▶ [Tasks to complete]
(a) In the text on STD and HIV testing in Virginia, transcribe the part that begins at the words "5 Things to" and stops after the words "many are curable.".
(b) Sum up the text on STD and HIV testing in Virginia in two sentences.
(c) Pick up the text on STD and HIV testing in Virginia after its last line and keep writing.

▶ [Selected extract]
- - - -

There are more options for testing than ever before. VDH-funded testing is usually free or low-cost. Testing for STDs, HIV, mpox, and viral hepatitis is available throughout the state. This includes:
- local health departments,
- healthcare clinics,
- community-based organizations,
- and pharmacies.
There is no wrong door to testing!
Find out what works best for you and make testing part of your normal healthcare routine. Use our page to find information, testing resources, and what next steps are after testing.
Where Can I Get Tested in Virginia?
There are over 100 local health departments that offer testing services. This includes STD, HIV, mpox, and viral hepatitis testing. Testing at local health departments is laboratory-based. This means that you will have your blood drawn. You will have to return to receive your results a different day.
These services are available for free or at low-cost. The cost depends on your income. VDH requires health insurance information and proof of household income for services. This information determines if you are eligible for a discount in services. If you do not have insurance/income information, please ask the front desk staff for more information at the location you visit.
Questions about testing at a local health department? Contact a hotline counselor.
5 Things to Know About STDs
- STDs are very common.
- STDs often show no symptoms. Many people with an STD don’t know it.
- If left untreated, STDs can cause serious health problems.
- Good news! All STDs are treatable (including HIV), and many are curable.
- To know for sure you are being tested, ASK to be tested!

- - - -

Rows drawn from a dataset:
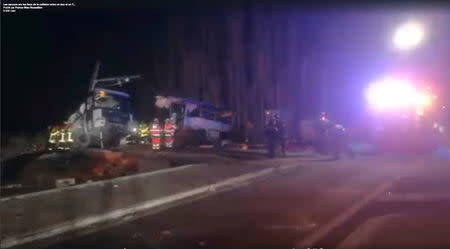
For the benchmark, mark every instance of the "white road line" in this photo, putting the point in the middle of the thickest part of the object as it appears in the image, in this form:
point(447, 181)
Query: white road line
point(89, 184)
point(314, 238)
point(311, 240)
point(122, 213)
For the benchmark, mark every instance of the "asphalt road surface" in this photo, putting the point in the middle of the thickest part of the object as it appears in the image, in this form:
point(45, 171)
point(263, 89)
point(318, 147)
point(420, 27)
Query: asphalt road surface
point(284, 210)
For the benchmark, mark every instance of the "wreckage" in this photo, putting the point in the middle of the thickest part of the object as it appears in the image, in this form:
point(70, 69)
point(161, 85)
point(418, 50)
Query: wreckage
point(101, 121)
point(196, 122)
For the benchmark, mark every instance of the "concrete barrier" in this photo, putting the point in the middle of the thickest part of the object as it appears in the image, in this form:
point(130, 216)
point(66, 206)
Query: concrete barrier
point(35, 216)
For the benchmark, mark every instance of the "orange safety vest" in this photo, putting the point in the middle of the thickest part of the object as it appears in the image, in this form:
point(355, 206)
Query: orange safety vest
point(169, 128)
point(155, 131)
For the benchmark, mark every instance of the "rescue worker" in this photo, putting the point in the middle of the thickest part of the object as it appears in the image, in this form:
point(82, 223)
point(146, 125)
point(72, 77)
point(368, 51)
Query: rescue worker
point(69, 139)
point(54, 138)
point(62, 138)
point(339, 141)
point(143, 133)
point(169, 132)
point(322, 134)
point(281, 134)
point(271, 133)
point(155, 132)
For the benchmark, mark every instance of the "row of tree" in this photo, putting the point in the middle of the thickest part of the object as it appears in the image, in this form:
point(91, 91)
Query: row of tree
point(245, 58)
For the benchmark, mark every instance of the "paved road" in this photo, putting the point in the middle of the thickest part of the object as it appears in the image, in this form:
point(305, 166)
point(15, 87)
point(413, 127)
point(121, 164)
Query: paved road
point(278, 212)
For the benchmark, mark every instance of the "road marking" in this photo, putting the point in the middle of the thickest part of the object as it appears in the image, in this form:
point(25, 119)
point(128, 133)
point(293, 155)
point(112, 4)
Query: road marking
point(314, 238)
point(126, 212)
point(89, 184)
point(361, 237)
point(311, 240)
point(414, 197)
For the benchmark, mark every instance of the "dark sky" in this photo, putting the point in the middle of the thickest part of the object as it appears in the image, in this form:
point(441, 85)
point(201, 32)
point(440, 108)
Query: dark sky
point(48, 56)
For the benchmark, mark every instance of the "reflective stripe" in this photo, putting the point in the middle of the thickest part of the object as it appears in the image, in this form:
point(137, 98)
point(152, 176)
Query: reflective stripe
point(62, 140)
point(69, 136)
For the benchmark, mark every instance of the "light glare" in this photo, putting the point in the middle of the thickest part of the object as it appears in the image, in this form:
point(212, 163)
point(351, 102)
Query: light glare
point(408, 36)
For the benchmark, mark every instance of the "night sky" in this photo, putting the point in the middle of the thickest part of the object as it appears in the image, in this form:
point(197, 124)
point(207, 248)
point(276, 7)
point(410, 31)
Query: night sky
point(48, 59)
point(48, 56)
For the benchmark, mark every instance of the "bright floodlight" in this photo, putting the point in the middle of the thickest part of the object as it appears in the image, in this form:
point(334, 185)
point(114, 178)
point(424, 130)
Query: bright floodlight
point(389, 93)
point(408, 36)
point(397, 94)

- - - -

▶ [Answers for this exercise]
(a)
5 Things to Know About STDs
- STDs are very common.
- STDs often show no symptoms. Many people with an STD don’t know it.
- If left untreated, STDs can cause serious health problems.
- Good news! All STDs are treatable (including HIV), and many are curable.

(b) Free or low-cost testing for STDs, HIV, mpox, and viral hepatitis is offered throughout Virginia at local health departments, healthcare clinics, community-based organizations, and pharmacies. At the more than 100 local health departments, testing is done by drawing blood, results come on a different day, and the cost depends on income, so VDH asks for health insurance information and proof of household income.

(c)
For general questions about STDs, including HIV, mpox, and viral hepatitis, you can connect to a counselor today. Both the VDH and CDC have dedicated hotlines to answer your questions. They can also connect you to resources or talk with you about your test results.
Virginia Disease Prevention Hotline
- (800) 533-4148
- Hours: Monday-Friday, 8am to 5pm; closed on Virginia State Holidays
- (800) CDC-INFO (800-232-4636)
- (888) 232-6348 (TTY/TeleTYpe)
- Hours: Monday-Friday, 8am to 8pm
Negative Test: What's Next?
After testing negative for STDs, consider ongoing prevention strategies. This could include wearing condoms consistently and correctly. It may include PrEP, for people who do not have HIV and want added protection. It can include making testing part of your routine healthcare so you know your status. There are many options available for ongoing prevention strategies.
HIV and other STIs cannot be detected by most tests for a certain window of time after infection. This is when your body is still making the antibodies the test looks for. We call this the “window period.” The window period can last up to 12 weeks after becoming infected. Talk with your healthcare provider or call a hotline counselor about follow-up testing if you have questions about the window period, or if you believe follow-up testing may be needed. Read more about the window period on the Greater Than AIDS website.
PEP for HIV
If you think you have been exposed to HIV within the last 72 hours, PEP – post exposure prophylaxis – may be an option. PEP is extremely time sensitive. To talk over a possible exposure and to be connected to resources for PEP immediately, reach out to a hotline counselor to learn about your options. If you need to access PEP services during non-business hotline hours, please contact your healthcare provider or go to your nearest emergency room.
Positive Test: What's Next?
Some positive tests need to be confirmed through additional testing, and some do not. Below is more information about next steps depending on the type of positive test.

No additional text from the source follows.